* _What to do_
Among the records, which lines include "below"? List them.

* _Records provided_
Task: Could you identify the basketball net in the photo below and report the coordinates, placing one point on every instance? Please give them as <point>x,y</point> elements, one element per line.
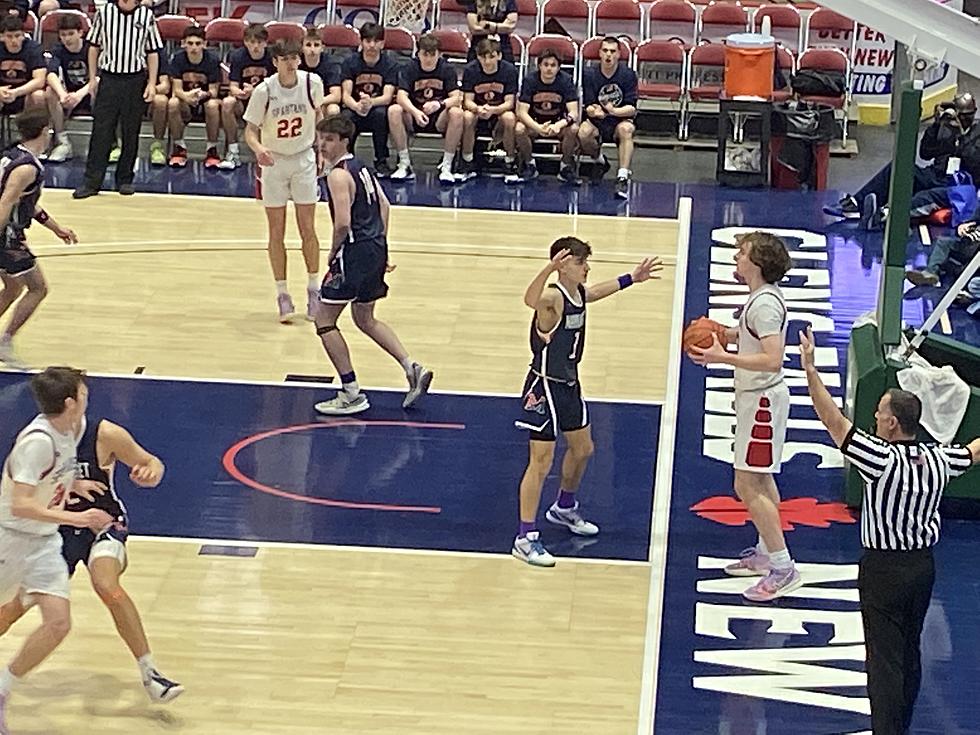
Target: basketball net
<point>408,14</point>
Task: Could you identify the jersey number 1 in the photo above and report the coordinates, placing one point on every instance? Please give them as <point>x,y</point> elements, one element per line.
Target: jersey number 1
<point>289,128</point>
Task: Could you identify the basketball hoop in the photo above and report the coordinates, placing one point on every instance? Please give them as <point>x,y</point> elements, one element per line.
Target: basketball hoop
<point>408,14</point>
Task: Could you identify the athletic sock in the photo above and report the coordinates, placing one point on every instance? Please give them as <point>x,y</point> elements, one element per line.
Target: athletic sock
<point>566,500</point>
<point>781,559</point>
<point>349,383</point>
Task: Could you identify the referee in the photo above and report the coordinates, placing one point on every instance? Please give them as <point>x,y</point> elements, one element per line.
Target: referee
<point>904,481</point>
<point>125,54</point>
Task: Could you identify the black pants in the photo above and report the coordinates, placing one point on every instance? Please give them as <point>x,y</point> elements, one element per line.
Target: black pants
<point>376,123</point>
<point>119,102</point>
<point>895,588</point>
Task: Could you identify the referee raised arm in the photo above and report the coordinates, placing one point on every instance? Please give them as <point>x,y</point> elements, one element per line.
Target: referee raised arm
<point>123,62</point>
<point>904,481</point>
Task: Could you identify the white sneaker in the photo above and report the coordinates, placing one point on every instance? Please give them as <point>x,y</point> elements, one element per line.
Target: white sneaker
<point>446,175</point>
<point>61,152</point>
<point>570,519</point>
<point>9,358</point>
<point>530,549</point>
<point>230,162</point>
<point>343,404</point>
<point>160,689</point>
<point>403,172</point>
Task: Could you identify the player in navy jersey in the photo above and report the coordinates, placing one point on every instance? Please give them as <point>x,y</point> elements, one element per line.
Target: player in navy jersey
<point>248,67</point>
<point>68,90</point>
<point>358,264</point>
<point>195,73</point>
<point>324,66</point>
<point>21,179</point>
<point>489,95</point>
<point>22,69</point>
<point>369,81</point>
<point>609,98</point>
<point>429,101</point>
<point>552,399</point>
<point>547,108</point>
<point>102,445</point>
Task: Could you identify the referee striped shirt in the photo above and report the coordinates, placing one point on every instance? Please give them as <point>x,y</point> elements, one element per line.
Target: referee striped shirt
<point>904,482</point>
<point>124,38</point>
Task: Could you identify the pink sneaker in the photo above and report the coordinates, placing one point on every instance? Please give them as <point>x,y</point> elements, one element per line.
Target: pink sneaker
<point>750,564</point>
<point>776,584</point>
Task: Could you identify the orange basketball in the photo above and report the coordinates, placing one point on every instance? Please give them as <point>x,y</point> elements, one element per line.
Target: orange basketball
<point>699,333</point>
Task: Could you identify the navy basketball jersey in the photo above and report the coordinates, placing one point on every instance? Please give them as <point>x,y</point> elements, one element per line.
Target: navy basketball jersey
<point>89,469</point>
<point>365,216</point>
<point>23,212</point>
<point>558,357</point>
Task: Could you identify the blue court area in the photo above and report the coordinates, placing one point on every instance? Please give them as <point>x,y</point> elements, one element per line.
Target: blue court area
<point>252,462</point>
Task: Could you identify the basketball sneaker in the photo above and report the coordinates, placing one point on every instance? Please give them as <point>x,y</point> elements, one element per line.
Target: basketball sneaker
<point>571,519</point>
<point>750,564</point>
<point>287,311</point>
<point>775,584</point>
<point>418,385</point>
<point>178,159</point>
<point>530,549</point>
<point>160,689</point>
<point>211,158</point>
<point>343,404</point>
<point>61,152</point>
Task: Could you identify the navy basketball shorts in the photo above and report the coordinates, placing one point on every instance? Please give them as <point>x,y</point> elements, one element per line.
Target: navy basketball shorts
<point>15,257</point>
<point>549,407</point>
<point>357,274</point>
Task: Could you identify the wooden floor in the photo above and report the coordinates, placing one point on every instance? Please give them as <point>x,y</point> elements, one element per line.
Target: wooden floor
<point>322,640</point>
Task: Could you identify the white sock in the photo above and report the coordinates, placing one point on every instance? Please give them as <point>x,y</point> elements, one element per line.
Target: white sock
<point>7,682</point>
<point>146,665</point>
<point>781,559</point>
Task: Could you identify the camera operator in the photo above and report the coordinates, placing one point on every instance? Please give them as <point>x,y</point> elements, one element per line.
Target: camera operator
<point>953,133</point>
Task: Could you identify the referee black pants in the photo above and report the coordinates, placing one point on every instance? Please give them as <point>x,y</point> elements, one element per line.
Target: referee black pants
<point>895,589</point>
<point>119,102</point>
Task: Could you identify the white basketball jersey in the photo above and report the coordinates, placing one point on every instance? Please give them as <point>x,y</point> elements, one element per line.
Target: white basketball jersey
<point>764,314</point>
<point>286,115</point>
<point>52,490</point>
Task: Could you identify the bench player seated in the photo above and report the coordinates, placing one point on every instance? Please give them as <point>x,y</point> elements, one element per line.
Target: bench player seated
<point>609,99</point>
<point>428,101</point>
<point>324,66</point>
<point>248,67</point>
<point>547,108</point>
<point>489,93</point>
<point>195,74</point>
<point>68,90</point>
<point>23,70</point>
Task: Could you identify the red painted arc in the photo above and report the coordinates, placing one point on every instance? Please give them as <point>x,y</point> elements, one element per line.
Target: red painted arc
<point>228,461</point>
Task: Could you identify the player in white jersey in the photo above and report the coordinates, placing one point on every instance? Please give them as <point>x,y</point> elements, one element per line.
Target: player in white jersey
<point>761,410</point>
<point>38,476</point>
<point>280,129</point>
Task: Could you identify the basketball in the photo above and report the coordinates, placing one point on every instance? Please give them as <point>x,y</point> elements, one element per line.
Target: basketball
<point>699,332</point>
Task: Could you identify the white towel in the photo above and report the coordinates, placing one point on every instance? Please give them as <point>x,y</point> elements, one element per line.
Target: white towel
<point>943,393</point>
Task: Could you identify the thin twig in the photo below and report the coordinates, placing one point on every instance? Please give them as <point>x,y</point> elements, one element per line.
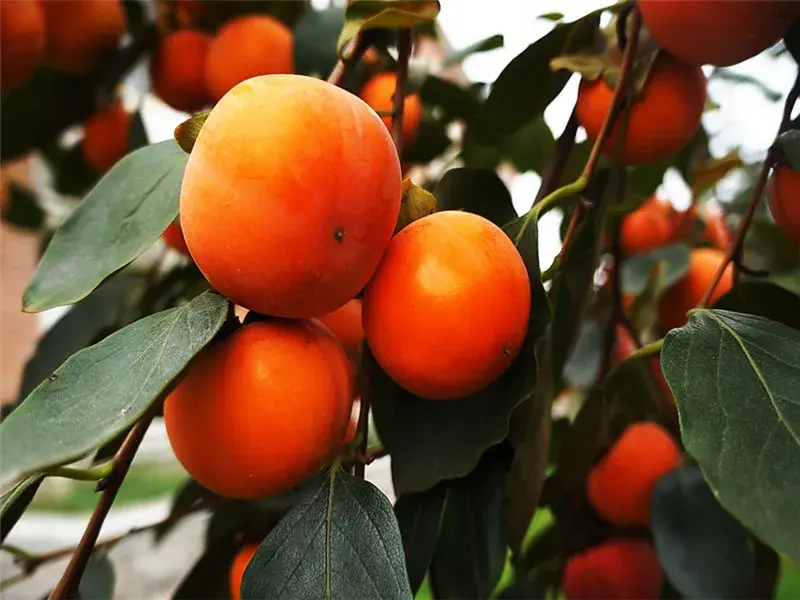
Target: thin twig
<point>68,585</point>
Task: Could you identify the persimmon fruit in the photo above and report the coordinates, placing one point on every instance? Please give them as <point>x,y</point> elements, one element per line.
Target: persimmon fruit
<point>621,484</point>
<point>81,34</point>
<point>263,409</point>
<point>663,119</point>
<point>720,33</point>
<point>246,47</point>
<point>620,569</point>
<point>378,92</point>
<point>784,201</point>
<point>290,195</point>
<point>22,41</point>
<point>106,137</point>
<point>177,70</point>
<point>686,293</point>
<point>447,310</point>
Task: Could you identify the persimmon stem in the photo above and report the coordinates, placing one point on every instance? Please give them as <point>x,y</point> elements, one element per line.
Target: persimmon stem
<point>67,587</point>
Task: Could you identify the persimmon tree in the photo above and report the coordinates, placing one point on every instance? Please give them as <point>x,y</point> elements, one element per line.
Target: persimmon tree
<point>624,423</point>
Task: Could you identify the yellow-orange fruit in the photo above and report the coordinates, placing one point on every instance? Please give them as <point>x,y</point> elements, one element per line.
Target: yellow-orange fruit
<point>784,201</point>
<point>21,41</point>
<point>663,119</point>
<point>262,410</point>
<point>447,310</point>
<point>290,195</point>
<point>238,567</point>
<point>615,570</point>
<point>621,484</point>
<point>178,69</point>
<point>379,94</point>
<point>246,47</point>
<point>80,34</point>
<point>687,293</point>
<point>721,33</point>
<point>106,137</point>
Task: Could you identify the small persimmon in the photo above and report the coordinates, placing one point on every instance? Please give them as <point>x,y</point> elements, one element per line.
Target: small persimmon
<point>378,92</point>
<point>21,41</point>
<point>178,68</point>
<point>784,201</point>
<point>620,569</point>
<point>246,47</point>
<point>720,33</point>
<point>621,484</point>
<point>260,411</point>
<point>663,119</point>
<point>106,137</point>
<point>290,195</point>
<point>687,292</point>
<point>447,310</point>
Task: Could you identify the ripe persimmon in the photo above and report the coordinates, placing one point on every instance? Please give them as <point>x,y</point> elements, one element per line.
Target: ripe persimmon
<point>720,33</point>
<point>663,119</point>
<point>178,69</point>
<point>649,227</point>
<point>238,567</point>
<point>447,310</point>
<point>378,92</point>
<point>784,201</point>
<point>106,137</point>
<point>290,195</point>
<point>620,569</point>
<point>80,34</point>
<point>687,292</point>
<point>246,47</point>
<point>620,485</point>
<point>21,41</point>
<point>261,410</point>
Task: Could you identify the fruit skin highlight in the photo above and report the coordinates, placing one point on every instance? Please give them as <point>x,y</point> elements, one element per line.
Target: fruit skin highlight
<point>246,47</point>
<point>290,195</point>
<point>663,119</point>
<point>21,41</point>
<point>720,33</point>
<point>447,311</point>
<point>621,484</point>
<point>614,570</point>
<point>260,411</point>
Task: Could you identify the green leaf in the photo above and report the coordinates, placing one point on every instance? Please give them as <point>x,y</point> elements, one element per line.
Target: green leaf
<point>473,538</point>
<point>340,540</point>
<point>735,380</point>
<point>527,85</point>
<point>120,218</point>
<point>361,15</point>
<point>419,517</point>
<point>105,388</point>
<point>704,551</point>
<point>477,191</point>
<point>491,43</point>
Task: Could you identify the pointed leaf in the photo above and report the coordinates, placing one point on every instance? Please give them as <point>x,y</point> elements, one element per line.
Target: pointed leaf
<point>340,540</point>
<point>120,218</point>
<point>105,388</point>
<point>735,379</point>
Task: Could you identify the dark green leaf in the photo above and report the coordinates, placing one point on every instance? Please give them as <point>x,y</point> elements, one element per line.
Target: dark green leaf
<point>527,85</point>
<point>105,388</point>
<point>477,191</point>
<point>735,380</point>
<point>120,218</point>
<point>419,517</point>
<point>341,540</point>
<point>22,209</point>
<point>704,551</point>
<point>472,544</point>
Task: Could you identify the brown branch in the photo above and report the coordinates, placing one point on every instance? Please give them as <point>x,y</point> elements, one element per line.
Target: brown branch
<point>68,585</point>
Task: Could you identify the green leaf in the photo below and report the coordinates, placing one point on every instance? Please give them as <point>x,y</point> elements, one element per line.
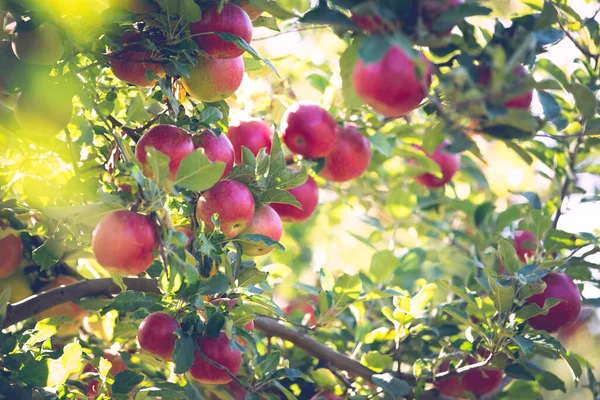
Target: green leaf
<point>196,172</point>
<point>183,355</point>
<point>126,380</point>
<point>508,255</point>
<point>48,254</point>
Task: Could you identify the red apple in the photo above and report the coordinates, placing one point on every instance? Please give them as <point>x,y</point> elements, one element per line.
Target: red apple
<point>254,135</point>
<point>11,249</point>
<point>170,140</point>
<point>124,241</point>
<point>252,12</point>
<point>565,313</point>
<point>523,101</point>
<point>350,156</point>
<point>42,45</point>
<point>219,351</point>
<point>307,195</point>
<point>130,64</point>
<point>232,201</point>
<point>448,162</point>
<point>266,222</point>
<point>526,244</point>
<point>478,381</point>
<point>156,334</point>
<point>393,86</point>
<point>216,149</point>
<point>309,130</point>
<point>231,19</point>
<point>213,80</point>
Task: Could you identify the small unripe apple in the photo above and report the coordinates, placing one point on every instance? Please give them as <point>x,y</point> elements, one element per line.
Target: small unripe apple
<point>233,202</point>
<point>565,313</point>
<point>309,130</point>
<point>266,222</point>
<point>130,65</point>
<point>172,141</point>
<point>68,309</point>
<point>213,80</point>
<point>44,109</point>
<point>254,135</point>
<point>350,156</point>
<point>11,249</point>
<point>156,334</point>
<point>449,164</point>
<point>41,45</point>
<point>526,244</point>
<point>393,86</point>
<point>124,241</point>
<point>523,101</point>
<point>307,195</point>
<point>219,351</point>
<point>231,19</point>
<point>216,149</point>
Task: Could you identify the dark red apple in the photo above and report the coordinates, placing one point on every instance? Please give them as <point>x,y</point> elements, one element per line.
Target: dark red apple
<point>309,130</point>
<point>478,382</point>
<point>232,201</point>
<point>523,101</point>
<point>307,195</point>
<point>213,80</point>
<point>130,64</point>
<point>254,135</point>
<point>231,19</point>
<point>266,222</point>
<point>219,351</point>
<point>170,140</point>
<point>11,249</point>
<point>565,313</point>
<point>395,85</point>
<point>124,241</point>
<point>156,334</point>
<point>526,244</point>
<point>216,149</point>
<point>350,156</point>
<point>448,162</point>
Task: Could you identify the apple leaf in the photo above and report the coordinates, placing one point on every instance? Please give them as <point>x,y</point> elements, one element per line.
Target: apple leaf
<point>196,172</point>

* _Exercise result_
Task: Could you identify the basketball net in the photo below and report the coordinates, placing one point on every instance? Please give them as <point>x,y</point> elements, one element per line.
Task: Could you identify the thin twig in the photo below and report the coordinates, placing one point on every instance? Please give them as <point>x,y</point> elements, one element per line.
Task: Could you identify the green leaf in the photo below and report the coordinates, placing one point on every instance? Please give them as <point>x,y</point> elements, one element per line.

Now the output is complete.